PAGE TEXT: Begin

The Pittsburgh GABIL [144] and GAssist [13] use decision lists and often evolve default rules spontaneously (e.g. a fully general last rule). Bacardit found that enforcing a fully general last rule in each ruleset in GAssist (and allowing evolution to select the most useful class for such rules) was effective [13].

In Michigan systems default/exception structures are called default hierarchies. Rule specificity has been used as the criterion for determining which rules are exceptions and accordingly conflict resolution methods have been biased according to specificity. There are, however, many problems with this approach [258]. It is difficult for evolution to produce these structure since they depend on cooperation between otherwise competing rules. The structures are unstable since they are interdependent; unfortunate deletion of one member alters the utility of the entire structure. As noted they complicate credit assignment and conflict resolution since exception rules must override defaults [299,258]. There are also problems with the use of specificity to prioritise rules. For one, having fewer #s does not mean a rule actually matches fewer inputs; counting #s is a purely syntactic measure of generality. For another, there is no reason why exception rules should be more specific. The consequence of these difficulties is that there has not been much interest in Michigan default hierarchies since the early 1990s (but see [285]) and indeed not all Michigan LCS support them (e.g. ZCS [300], XCS/XCSF and UCS do not). Nonetheless, the idea should perhaps be revisited and an ensembles perspective might prove useful.

Other Representations for Conditions and Actions

A great range of other representations have been used, particularly in recent years. These include VL

logic [206] as used in GIL [140], first-order logic [203,204,205], decision lists as used in GABIL [144] and GAssist [13], messy encoding [172], ellipses [51] and hyperellipses [57], hyperspheres [200], convex hulls [187], tile coding [177] and a closely related hyperplane coding [30,29], GP trees [5,173,174], Boolean networks defined by GP [38], support vectors [198], edges of an Augmented Transition Network [170], Gene Expression Programming [309], fuzzy rules (see §3.6) and neural networks [257,75,259,41,211,76,131,130]. GALE [194,193,197] has used particularly complex representations, including the use of GP to evolve trees defining axis-parallel and oblique hyper-rectangles [197], and evolved prototypes which are used with a k-nearest-neighbour classifier. The prototypes need not be fully specified; some attributes can be left undefined. This representation has also been used in GAssist [13]. There has been limited work with alternative action representations including computed actions [278,186] and continuous actions [308].

PAGE TEXT: End
EXERCISE DATA: Begin

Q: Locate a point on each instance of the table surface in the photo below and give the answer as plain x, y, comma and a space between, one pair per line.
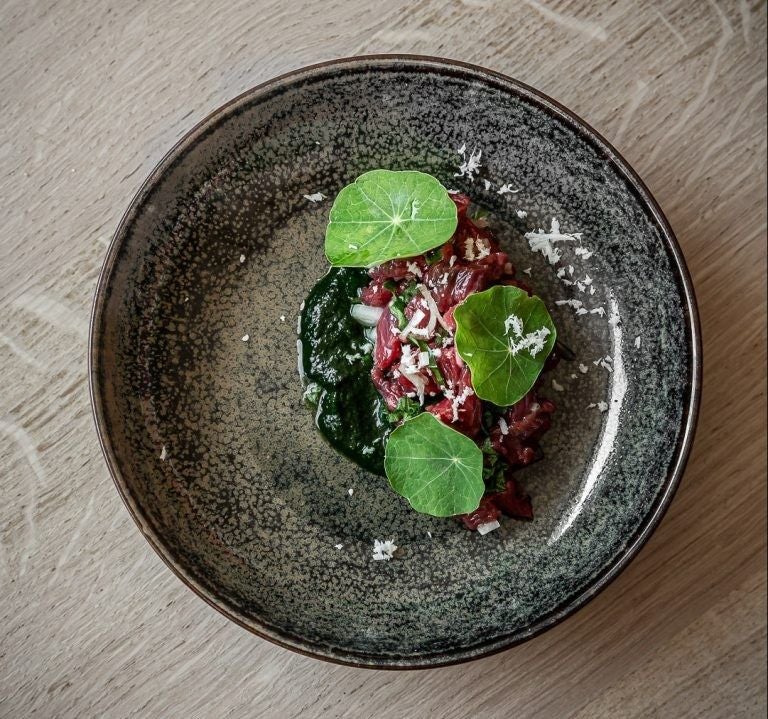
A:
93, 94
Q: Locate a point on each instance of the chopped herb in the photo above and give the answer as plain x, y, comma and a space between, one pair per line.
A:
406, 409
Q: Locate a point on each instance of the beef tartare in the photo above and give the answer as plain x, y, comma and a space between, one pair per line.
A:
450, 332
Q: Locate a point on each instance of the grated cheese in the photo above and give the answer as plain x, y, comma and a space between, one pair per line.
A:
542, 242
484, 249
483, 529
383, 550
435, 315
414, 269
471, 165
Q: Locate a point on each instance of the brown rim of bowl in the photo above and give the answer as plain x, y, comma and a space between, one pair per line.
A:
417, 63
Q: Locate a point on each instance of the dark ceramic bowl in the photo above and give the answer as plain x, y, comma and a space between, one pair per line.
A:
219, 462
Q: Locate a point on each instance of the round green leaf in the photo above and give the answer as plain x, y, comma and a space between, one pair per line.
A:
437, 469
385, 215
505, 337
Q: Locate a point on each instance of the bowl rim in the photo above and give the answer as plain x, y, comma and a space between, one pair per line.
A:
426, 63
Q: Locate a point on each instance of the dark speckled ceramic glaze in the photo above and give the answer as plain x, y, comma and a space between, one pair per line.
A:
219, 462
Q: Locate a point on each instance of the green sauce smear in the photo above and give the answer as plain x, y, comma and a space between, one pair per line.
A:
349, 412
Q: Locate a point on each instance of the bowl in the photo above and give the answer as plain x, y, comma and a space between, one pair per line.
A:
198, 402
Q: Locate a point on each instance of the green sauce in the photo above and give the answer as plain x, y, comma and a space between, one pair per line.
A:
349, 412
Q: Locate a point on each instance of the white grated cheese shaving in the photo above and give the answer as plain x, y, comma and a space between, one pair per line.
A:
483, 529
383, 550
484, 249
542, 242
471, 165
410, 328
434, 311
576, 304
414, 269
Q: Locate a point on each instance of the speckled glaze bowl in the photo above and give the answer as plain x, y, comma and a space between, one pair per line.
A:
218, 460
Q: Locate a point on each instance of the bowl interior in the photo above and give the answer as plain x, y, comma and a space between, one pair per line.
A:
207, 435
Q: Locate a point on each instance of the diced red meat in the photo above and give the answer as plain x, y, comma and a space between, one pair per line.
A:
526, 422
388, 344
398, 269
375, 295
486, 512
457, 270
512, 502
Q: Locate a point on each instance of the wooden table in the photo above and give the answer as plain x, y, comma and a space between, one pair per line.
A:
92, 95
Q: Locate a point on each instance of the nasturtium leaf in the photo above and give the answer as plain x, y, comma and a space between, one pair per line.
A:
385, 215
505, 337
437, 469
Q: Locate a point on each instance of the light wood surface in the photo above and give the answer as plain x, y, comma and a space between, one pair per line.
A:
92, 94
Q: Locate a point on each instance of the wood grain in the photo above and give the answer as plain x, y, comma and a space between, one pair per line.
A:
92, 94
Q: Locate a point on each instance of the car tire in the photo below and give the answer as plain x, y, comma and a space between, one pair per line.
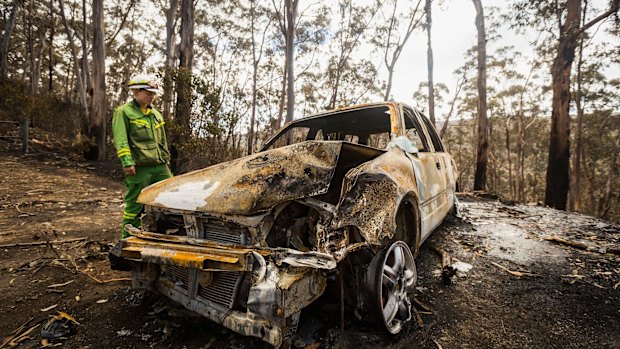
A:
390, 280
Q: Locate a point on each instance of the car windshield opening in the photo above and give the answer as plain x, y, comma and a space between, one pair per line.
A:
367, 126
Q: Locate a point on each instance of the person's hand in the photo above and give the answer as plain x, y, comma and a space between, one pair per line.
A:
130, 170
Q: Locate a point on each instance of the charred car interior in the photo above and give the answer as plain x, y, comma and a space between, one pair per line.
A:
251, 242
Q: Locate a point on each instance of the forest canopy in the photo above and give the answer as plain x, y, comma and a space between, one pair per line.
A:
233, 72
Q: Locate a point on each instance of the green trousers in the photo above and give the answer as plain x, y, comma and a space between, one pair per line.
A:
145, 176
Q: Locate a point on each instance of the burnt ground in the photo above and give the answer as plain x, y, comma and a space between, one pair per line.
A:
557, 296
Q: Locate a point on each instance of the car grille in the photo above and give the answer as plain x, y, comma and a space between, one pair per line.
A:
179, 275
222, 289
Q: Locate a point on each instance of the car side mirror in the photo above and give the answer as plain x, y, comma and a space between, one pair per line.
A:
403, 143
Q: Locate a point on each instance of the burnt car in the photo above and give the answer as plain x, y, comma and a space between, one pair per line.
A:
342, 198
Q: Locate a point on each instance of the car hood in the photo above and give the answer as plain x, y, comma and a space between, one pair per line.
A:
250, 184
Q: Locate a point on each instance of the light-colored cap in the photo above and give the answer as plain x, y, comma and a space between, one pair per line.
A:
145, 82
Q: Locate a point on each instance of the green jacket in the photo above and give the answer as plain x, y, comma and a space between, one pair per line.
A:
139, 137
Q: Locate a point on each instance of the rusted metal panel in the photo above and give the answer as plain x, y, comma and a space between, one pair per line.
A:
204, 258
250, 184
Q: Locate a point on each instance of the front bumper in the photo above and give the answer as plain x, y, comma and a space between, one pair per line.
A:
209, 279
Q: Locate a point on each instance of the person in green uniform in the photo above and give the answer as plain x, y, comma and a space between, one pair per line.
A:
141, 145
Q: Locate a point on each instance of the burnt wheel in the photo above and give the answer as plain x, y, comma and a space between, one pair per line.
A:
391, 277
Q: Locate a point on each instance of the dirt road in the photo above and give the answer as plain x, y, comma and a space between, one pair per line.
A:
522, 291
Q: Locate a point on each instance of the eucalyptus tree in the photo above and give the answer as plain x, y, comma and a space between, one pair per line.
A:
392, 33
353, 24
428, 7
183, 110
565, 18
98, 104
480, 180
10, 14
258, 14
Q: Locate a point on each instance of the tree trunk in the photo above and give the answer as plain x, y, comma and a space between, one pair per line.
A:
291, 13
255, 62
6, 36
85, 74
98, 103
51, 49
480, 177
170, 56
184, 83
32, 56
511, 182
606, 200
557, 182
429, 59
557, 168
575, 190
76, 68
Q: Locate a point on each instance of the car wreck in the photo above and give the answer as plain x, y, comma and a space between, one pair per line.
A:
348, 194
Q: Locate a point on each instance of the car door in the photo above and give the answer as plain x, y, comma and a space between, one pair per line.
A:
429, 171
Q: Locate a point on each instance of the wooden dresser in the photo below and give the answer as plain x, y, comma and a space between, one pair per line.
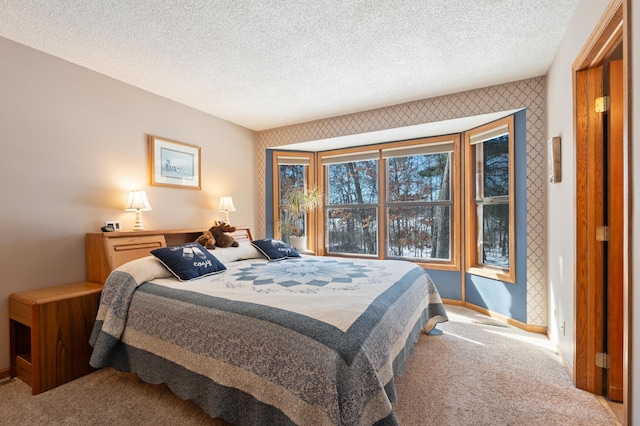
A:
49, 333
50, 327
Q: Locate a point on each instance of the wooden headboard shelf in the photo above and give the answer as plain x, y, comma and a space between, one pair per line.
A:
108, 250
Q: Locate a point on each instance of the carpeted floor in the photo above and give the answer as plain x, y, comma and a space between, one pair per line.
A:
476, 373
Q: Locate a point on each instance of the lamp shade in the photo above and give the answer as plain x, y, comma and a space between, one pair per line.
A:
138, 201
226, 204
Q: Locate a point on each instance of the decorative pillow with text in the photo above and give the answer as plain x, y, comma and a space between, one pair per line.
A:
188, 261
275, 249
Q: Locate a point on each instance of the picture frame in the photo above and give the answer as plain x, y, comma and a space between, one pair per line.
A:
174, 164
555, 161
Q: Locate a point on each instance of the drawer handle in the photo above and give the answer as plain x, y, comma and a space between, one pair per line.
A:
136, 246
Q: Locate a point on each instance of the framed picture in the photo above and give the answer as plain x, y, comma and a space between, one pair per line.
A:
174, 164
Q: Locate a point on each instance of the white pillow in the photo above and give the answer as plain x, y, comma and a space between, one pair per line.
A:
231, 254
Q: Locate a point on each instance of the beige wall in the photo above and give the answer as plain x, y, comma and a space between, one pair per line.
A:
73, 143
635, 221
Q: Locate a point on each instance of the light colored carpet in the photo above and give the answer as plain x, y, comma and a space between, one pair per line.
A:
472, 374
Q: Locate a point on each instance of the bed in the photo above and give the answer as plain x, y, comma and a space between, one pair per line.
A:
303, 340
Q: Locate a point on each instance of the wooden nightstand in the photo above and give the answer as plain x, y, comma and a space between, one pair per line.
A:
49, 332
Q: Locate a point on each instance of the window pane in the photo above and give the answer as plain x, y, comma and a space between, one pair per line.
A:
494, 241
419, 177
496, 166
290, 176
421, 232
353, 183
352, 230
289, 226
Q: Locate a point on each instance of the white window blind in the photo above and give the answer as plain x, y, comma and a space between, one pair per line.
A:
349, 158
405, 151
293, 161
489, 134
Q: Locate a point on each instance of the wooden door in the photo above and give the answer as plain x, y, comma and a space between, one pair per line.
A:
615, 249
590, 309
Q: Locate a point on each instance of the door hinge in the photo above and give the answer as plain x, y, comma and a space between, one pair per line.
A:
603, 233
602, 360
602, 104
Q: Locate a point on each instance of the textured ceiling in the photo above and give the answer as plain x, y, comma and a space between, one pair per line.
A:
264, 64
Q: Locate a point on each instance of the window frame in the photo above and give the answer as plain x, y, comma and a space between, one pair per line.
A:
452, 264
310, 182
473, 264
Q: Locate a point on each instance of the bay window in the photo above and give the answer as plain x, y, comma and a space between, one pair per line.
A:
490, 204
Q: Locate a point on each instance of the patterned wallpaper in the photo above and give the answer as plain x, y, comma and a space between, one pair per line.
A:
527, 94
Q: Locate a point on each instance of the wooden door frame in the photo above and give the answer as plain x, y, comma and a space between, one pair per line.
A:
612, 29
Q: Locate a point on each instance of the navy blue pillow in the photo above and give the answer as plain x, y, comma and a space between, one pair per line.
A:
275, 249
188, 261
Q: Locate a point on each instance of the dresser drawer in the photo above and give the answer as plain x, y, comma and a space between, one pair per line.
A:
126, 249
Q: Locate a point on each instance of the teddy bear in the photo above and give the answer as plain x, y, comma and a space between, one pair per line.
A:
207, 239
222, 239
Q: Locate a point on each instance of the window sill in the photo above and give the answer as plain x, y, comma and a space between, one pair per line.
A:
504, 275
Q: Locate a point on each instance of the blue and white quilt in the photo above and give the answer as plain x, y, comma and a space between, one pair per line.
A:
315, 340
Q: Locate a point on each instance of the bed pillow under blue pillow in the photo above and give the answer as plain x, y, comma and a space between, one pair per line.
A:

EXERCISE DATA: End

TASK REQUIREMENTS →
**A)** Summarize the passage on rule representations in three sentences.
**B)** Revise the passage on rule representations from "The Pittsburgh GABIL" up to and including "was effective [13].", replacing "ruleset" with "rule set".
**C)** Proceed with the passage on rule representations, continuing from its last sentence.

ANSWERS FOR EACH ITEM →
**A)** Pittsburgh systems such as GABIL and GAssist use decision lists and often evolve default rules spontaneously, and enforcing a fully general last rule in GAssist proved effective. In Michigan systems, default hierarchies have relied on rule specificity to identify exceptions, but they are hard to evolve, unstable and complicating for credit assignment and conflict resolution, so interest in them has been low since the early 1990s. Many other representations for conditions have been used, including logic, decision lists, hyperellipses, GP trees, fuzzy rules and neural networks, while work on alternative action representations has been limited.

**B)**
The Pittsburgh GABIL [144] and GAssist [13] use decision lists and often evolve default rules spontaneously (e.g. a fully general last rule). Bacardit found that enforcing a fully general last rule in each rule set in GAssist (and allowing evolution to select the most useful class for such rules) was effective [13].

**C)**
Evolutionary Selection of Representations

As we have seen there are many representations to chose from. Unfortunately it is generally not clear which might be best for a given problem or part of a problem. One approach is to let evolution make these choices. This can be seen as a form of meta-learning in which evolution adapts the inductive bias of the learner. In [13,14] evolution was used to select default actions in decision lists in GAssist. GAssist's initial population was seeded with last rules which together advocated all possible classes and over time evolution selected the most suitable of these rules. To obtain good results it was necessary to encourage diversity in default actions. In GALE [193] evolution selects both classification algorithms and representations. GALE has elements Cellular Automata and Artificial Life: individuals are distributed on a 2-dimensional grid. Only neighbours within cells interact: two neighbours may perform crossover, an individual may be cloned and copied to a neighbouring cell, and an individual may die if its neighbours are fitter. A number of representations have been used: rule sets, prototypes, and decision trees (orthogonal, oblique, and multivariate based on nearest neighbor). Decision trees are evolved using GP while prototypes are used by a k-nearest-neighbour algorithm to select outputs. An individual uses a particular representation and classification algorithm and hence evolutionary selection operates on both. Populations may be homogeneous or heterogeneous and in [197] GALE was modified to interbreed orthogonal and oblique trees.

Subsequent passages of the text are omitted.